▶ Work to be completed
Rewrite the panel introduction from "Moderator Guy Nicholson" up to and including "Do you agree?", swapping "religious" for "spiritual".

[start of Document excerpt]

Sheema Khan writes a monthly column for The Globe and Mail. She has a master's degree in physics and a PhD in chemical physics from Harvard. She is the author of Of Hockey and Hijab: Reflections of a Canadian Muslim Woman.

Lorna Dueck has been reporting on Christian practice in Canadian life for the past 20 years. She is an evangelical Christian and executive producer of Listen Up TV on Global TV, Sundays at 11 a.m. Eastern time.

Moderator Guy Nicholson edits The Globe and Mail's online Comment page. He professes no religious beliefs.


Guy Nicholson: Thanks for taking the time to join us. Panelists, even a non-believer like me can accept using faith as a philosophical guide. But this case seems to me like a clear-cut argument against using a religious text as a literal script for life and death. Do you agree?

[end of Document excerpt]
[start of Supplied information]

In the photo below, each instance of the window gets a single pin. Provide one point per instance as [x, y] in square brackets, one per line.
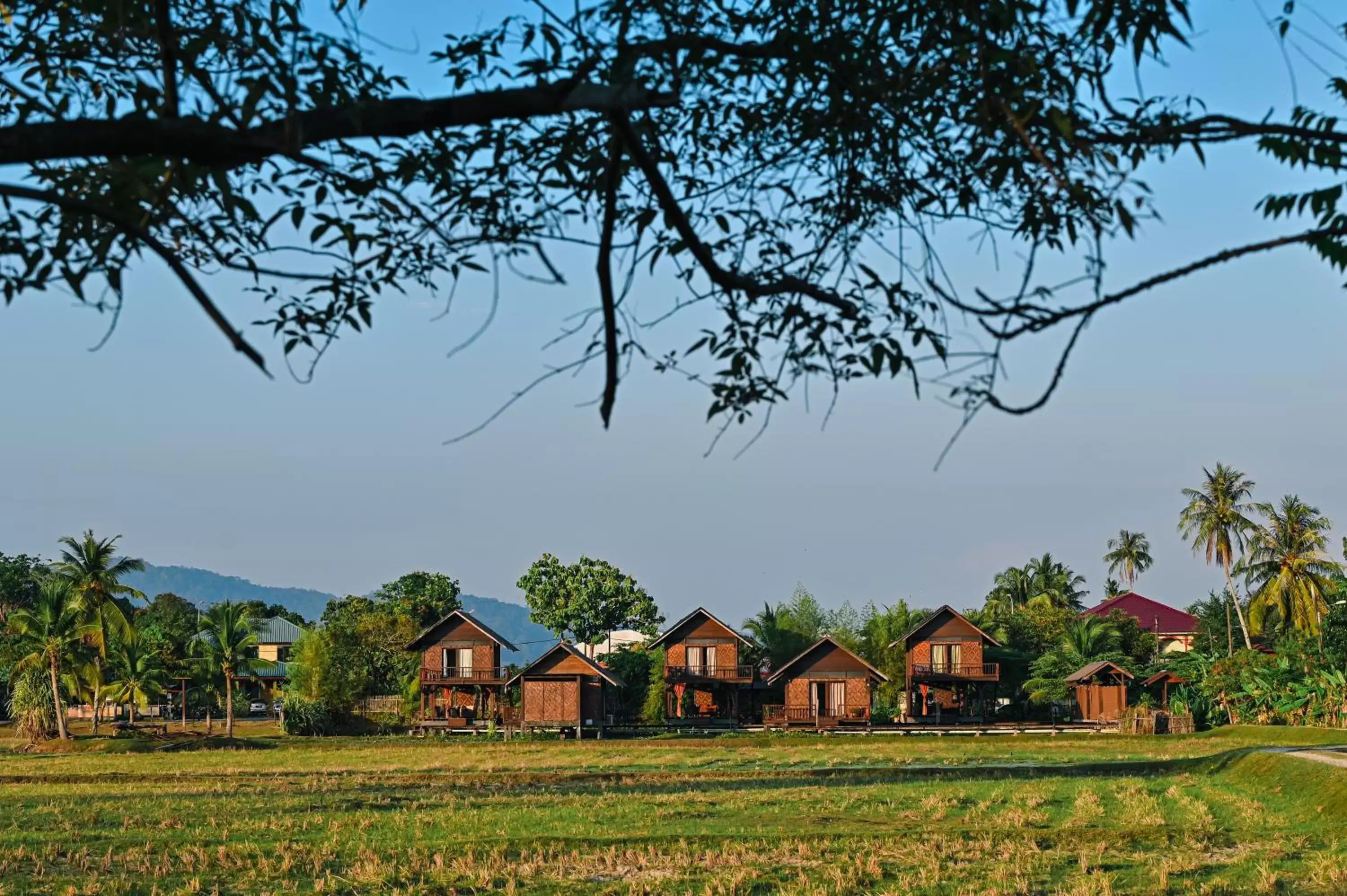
[946, 658]
[457, 662]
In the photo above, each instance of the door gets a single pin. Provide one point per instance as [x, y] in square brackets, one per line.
[837, 698]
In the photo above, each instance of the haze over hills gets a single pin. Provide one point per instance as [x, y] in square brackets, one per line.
[204, 588]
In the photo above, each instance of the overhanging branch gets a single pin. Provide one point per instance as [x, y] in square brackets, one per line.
[223, 147]
[139, 233]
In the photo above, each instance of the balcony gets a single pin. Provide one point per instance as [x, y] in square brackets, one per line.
[464, 676]
[957, 672]
[709, 673]
[776, 715]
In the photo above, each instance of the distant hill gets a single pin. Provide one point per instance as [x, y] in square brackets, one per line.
[205, 588]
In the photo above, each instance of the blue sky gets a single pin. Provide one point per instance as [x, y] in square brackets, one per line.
[167, 438]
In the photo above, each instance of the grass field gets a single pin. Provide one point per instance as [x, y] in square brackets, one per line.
[1005, 814]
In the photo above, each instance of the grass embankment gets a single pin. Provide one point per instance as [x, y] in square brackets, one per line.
[1001, 814]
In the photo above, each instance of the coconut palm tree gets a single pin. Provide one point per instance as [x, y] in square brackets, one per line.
[1215, 521]
[229, 638]
[772, 632]
[1089, 638]
[1052, 583]
[95, 573]
[141, 674]
[1128, 557]
[1011, 591]
[1288, 568]
[50, 635]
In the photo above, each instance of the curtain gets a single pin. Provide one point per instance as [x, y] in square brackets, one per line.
[837, 698]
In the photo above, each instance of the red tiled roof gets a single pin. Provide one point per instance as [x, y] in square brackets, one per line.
[1147, 612]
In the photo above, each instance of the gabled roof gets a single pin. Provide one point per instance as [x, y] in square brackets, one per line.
[1090, 670]
[1148, 612]
[937, 615]
[708, 615]
[468, 618]
[826, 639]
[277, 631]
[608, 676]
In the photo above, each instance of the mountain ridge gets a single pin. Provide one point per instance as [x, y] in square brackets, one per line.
[207, 587]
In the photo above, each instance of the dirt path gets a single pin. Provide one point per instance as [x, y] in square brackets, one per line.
[1327, 755]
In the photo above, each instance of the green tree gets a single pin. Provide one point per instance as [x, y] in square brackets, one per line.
[1128, 557]
[1288, 569]
[771, 631]
[652, 711]
[95, 572]
[368, 642]
[262, 610]
[50, 635]
[317, 673]
[231, 643]
[426, 597]
[588, 599]
[1012, 589]
[1054, 584]
[141, 676]
[1215, 521]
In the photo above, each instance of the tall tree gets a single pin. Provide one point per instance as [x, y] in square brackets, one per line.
[770, 631]
[95, 572]
[1055, 584]
[141, 674]
[1089, 638]
[229, 642]
[756, 150]
[1128, 557]
[588, 599]
[1288, 568]
[426, 597]
[1215, 521]
[50, 635]
[1011, 591]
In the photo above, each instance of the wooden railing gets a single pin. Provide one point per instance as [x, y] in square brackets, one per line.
[778, 715]
[957, 670]
[464, 676]
[681, 673]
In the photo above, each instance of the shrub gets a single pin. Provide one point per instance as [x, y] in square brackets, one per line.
[30, 705]
[306, 717]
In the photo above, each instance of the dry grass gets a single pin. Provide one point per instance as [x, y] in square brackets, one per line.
[736, 816]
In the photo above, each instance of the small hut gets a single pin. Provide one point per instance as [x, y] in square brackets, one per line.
[1101, 690]
[565, 689]
[1164, 678]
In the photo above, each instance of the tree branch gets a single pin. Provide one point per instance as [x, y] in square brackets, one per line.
[217, 146]
[139, 233]
[605, 278]
[169, 54]
[729, 281]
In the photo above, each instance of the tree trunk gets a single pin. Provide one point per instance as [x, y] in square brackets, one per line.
[56, 703]
[229, 705]
[1240, 612]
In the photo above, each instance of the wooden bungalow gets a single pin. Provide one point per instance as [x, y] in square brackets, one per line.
[704, 677]
[1101, 692]
[462, 677]
[1164, 678]
[565, 689]
[826, 686]
[946, 673]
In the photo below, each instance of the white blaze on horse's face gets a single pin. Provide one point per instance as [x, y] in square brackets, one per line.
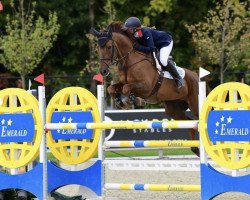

[end of Supplied information]

▶ Response
Moderator Guy Nicholson edits The Globe and Mail's online Comment page. He professes no spiritual beliefs.


Guy Nicholson: Thanks for taking the time to join us. Panelists, even a non-believer like me can accept using faith as a philosophical guide. But this case seems to me like a clear-cut argument against using a spiritual text as a literal script for life and death. Do you agree?